Goal:
The required output is the line containing "Where can the wristband" through the final line of the material below, printed exactly, with no other lines.

Provided material:
* * * *
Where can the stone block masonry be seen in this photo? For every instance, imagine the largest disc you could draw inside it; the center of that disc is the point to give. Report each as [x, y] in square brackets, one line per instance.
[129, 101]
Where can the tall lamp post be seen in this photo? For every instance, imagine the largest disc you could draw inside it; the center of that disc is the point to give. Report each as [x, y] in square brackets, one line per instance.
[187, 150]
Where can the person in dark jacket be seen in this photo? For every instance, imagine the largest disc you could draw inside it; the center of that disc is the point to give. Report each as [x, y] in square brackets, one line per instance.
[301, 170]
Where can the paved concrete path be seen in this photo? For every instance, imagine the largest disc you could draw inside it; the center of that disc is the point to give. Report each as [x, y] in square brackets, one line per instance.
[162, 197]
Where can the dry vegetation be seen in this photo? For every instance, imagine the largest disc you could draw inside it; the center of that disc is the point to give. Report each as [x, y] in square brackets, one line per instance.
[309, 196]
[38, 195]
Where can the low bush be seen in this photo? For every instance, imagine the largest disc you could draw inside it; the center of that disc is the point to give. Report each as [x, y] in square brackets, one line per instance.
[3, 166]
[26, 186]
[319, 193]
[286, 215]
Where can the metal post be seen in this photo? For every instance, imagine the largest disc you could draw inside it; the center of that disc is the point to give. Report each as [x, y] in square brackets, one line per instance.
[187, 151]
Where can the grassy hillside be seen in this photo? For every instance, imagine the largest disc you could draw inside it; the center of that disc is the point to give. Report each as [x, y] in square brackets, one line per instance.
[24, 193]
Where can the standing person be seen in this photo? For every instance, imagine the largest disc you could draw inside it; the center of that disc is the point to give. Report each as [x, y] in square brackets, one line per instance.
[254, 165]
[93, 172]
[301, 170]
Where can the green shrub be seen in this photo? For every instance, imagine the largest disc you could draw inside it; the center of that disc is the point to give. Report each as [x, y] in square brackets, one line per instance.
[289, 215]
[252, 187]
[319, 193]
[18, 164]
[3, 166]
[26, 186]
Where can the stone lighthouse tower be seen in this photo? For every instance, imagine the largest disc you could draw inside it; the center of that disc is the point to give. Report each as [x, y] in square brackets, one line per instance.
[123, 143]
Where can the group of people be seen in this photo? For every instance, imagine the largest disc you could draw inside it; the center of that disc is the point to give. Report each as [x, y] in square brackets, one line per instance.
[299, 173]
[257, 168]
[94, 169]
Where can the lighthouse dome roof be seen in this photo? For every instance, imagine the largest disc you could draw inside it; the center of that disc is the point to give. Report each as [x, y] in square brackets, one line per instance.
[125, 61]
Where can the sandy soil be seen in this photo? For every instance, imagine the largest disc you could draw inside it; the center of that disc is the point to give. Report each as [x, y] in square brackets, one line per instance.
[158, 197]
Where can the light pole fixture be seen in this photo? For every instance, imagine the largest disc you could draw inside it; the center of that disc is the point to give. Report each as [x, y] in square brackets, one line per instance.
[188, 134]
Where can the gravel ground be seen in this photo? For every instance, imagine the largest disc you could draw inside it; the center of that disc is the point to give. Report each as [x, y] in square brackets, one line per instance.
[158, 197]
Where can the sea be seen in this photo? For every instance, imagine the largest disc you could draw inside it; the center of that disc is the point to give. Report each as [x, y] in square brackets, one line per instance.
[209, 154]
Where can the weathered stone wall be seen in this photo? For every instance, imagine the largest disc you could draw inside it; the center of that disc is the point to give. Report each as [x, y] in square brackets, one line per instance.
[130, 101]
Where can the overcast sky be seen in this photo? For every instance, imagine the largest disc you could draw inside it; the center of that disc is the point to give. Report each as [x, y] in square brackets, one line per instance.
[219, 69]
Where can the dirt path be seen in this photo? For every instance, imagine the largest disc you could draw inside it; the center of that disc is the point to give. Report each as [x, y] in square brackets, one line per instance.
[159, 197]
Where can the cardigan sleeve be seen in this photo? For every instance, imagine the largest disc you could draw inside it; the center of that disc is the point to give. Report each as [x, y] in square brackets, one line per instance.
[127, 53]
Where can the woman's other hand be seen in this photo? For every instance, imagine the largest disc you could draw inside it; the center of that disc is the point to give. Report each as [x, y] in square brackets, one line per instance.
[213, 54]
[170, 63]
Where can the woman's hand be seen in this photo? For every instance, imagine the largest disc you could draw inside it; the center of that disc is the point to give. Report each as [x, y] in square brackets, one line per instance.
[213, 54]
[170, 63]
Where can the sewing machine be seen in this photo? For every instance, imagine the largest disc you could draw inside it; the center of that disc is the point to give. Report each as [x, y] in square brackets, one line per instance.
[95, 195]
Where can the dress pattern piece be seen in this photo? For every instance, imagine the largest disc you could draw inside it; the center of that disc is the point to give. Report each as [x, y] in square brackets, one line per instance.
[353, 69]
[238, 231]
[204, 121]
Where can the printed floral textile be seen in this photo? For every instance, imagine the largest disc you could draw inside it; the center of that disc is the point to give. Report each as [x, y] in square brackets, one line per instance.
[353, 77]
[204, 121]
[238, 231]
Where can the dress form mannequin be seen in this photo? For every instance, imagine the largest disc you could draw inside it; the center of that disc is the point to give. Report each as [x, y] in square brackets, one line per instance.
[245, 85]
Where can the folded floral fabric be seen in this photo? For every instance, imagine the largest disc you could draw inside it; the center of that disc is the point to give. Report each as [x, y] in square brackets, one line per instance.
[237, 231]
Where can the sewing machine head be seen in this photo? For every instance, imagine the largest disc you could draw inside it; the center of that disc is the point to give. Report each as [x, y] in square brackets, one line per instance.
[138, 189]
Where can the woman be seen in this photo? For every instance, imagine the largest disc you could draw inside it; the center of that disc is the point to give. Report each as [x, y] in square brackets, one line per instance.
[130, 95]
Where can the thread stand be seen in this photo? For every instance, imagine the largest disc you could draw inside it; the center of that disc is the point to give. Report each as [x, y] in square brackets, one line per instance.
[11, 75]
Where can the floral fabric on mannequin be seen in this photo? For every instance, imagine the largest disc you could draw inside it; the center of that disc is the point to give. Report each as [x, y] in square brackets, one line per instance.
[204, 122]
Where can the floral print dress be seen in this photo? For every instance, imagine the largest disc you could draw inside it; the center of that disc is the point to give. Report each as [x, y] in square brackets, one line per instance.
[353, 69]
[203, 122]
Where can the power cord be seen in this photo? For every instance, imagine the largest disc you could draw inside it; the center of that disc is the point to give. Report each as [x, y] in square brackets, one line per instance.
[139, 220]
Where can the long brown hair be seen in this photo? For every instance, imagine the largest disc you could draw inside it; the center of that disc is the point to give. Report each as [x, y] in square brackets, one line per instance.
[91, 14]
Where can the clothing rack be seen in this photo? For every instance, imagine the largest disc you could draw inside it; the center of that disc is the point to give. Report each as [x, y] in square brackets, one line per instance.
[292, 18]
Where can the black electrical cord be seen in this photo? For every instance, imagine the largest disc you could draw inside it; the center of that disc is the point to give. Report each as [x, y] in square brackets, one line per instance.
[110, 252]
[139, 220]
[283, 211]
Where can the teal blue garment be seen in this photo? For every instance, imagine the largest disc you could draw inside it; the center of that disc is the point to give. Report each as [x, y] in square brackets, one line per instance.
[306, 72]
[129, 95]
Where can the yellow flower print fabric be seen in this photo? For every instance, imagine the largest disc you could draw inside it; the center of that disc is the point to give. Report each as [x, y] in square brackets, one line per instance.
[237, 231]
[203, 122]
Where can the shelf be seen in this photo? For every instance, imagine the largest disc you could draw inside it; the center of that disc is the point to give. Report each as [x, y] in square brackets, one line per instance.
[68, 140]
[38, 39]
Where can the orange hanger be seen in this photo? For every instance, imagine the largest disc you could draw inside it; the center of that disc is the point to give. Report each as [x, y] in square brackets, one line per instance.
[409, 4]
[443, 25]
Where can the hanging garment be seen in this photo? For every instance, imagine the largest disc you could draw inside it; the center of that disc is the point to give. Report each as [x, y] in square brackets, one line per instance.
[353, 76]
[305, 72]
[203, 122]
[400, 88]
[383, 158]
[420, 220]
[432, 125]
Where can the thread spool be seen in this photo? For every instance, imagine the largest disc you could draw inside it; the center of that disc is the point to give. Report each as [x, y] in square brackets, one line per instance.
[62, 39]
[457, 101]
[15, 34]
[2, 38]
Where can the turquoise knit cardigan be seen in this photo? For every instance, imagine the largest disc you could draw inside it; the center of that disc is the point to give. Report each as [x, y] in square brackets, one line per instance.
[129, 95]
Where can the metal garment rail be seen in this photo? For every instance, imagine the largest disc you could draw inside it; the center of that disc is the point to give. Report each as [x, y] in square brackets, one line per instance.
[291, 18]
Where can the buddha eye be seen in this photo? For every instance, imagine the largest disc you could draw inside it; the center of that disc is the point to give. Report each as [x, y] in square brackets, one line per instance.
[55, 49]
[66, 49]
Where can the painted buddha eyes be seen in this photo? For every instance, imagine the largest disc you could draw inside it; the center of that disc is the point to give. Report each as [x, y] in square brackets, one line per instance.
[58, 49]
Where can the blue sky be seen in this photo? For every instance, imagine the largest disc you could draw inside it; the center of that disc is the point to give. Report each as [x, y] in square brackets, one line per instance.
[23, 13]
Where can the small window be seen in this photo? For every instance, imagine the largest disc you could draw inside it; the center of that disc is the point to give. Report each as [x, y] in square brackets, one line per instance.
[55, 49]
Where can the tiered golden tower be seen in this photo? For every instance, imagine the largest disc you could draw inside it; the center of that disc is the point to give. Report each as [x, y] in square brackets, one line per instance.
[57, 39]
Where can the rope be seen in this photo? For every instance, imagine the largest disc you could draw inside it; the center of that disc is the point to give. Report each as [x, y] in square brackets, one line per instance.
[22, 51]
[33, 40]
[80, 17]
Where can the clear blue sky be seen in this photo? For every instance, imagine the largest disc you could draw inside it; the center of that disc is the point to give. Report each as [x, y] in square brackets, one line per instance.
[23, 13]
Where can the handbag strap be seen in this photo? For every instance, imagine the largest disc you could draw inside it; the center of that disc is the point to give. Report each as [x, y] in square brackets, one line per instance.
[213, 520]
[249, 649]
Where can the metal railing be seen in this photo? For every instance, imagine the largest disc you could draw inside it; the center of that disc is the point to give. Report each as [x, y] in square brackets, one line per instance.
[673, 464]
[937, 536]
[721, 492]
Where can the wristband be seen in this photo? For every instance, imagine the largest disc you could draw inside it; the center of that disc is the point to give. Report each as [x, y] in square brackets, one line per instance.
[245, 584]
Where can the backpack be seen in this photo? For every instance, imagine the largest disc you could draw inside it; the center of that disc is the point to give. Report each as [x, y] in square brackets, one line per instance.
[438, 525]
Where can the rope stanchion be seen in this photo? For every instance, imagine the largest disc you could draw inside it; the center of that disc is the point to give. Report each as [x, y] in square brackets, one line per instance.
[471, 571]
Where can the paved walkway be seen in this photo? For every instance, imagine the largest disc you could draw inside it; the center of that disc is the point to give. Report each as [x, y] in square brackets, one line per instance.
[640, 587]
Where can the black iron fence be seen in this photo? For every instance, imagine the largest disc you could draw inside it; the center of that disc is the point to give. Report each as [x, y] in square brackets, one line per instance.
* * * *
Task solution:
Where can the wristband be seen in this photo? For every instance, imagine the largest disc you could draw inside it; the center of that disc is the point to give. Report each as [x, y] in square brackets, one line per instance.
[245, 584]
Where can the backpack be seen in this photo? For every instance, imagine the largest disc you could draw inside it; the center of that disc is the point to give. Report each as [x, y] in square brackets, one line per instance.
[438, 525]
Where can the rope stanchion be seen in this photo? For every instance, imagine the largest disc you could draw inside it; the center of that disc is the point to give. Report each as [x, y] in square brackets, one line per instance.
[471, 571]
Where can the paved walkway be seen in this photo? For every instance, imagine the largest disc you could draw inside it; the center of that disc is the point to give. Report each as [x, y] in square brackets, one line per instance.
[640, 587]
Where can the black iron fence be seen in this photo? For every instance, imagine the largest disc you could draw inside it; the center of that disc is the point to give. Report each as [x, y] in square brackets, one line per instance.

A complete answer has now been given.